> EXERCISE BRIEF
Rewrite the stretch of lines from the one containing "the toilet bowl." through the one containing "[333,280,382,434]", requests included, raising every bounding-box coordinate in the answers by 60.

> PROVIDED MATERIAL

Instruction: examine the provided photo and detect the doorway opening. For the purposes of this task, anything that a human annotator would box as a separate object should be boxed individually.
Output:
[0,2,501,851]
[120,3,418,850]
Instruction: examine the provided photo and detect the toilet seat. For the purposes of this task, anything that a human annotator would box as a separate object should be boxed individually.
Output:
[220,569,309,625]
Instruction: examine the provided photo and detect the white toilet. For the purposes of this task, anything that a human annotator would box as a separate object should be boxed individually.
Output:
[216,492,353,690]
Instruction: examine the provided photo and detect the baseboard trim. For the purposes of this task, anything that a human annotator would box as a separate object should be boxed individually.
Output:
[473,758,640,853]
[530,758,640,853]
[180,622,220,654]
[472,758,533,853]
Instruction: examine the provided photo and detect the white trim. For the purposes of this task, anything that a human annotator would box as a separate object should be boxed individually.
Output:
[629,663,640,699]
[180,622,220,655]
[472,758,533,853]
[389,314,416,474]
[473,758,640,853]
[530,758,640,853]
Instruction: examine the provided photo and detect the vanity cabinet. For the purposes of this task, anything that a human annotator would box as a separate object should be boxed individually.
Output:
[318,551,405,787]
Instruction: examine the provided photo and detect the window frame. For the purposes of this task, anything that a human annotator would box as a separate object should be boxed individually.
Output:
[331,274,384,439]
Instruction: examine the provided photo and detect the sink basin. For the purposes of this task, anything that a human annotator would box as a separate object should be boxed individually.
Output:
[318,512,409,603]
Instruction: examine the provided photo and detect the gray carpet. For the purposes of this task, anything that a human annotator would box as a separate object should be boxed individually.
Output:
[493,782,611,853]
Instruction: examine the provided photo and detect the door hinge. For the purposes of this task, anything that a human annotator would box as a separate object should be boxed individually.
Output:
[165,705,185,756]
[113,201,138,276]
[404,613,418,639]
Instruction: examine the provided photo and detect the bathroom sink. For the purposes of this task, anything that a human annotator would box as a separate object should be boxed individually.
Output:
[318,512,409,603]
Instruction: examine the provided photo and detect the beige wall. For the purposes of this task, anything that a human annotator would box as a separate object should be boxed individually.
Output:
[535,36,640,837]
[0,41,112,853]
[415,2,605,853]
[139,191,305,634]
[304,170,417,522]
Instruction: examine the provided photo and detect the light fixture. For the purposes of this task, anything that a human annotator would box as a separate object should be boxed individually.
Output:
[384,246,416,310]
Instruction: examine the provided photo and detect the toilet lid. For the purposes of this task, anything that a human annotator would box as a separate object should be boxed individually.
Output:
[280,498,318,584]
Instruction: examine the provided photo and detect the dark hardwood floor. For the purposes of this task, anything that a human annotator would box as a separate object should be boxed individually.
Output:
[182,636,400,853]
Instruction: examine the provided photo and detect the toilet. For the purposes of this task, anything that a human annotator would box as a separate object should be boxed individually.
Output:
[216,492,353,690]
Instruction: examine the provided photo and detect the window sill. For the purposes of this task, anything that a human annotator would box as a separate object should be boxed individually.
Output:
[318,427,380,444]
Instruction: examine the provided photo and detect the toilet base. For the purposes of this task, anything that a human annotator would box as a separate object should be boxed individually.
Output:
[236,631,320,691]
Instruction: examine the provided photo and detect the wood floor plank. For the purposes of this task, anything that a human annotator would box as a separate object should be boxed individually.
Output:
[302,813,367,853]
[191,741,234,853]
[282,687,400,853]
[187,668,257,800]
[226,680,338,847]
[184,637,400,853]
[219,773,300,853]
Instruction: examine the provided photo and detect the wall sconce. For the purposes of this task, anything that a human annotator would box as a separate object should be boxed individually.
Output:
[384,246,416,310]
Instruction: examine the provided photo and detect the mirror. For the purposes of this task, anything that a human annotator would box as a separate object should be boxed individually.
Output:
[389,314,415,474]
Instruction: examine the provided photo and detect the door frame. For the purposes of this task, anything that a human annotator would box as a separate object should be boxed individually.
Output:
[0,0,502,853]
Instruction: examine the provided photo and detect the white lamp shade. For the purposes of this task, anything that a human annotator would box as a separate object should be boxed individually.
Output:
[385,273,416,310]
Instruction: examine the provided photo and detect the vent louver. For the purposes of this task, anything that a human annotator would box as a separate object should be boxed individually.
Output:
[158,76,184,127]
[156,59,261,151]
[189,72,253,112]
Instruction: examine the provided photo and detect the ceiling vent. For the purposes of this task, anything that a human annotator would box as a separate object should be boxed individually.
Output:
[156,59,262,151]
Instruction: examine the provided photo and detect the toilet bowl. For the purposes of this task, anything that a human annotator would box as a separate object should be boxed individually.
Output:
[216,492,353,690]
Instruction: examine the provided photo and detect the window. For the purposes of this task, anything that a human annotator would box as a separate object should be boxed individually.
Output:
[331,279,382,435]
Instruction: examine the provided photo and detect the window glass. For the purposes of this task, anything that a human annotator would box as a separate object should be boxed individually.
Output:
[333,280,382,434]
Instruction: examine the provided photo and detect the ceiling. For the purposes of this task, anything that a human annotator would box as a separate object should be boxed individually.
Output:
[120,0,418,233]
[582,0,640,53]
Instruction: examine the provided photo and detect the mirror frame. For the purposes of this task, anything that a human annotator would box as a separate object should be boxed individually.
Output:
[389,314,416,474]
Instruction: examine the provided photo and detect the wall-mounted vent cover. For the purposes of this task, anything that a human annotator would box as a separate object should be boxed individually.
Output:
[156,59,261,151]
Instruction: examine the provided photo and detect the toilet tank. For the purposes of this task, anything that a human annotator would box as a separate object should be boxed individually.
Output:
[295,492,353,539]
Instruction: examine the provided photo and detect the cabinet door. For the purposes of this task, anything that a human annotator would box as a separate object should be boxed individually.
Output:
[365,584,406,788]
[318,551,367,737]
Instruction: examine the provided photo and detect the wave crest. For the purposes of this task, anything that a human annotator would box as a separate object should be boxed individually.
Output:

> TASK RESULT
Instruction: examine the provided photo and detect the toilet bowl. For the purposes of this task, anything that a human annotator would box as a separate object should be boxed individually.
Output:
[276,552,413,750]
Instruction: examine the provided photo and detect the window. For the purposes of this task, anything that a human annotator would box as a separate object should be boxed individually.
Output:
[391,339,442,495]
Instruction: examine the provided photo and detect the window glass. For the purposes of this task, anything that a human annotator would box as a separate object should be boxed individually.
Output:
[393,340,442,494]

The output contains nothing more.